---------- Фрагмент текста ----------

В первой половине этого десятилетия в нашем комитете работало всего лишь несколько человек. По мере того как развивалась учебная программа, мы поняли, что нам нужно гораздо большее число людей, которые будут приезжать и помогать обучению. Примерно с 1996 года мы стали распространять информацию об этой программе среди своих коллег, чтобы привлечь больше достойных людей к поездкам в Россию. Было много надежд в связи с тем, что в 1996 Ельцин издал указ и объявил, что психоанализ – это законное научное направление, которое должно занять достойное место среди других наук. И тогда был сформирован грандиозный комитет под руководством Кабанова, в который вошли представители университетсткой науки, философы, психологи, психиатры - все на очень высоком уровне. Этому комитету было обещано огромное финансирование, что вызвало большой энтузиазм, но, к сожалению, кризис, экономические трудности вскоре показали, что на финансирование особенно надеяться не приходится, и вообще, относительно деятельности этого комитета у всех с самого начала были большие сомнения. Это послужило нам поводом для того чтобы организовать более серьезные и честолюбивые планы. В последние годы нам удается регулярно, по 7-8 раз в год, присылать бригады наших коллег по 3-4 человека. Они приезжают в Россию и помогают в нашей образовательной программе.

Это очень серьезно организованная программа. Мы надеемся, что она будет продолжена и сможет полностью легализоваться в России, и что российские психоаналитики смогут получать такое же образование в своей стране, как и их коллеги в других странах.

---------- Исходные данные ----------

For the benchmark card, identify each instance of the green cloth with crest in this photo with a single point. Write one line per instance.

----------

_Задание 1_.
Сколько раз в год, согласно фрагменту текста, в последние годы удается присылать бригады коллег?
_Задание 2_.
Пожалуйста, верните дословно часть фрагмента текста: начните со слов «Это очень серьезно» и остановитесь после слов «в других странах.».
Материал никак не связан с фрагментом текста.

_Поле для ответа 1_.
По 7-8 раз в год.

_Поле для ответа 2_.
Это очень серьезно организованная программа. Мы надеемся, что она будет продолжена и сможет полностью легализоваться в России, и что российские психоаналитики смогут получать такое же образование в своей стране, как и их коллеги в других странах.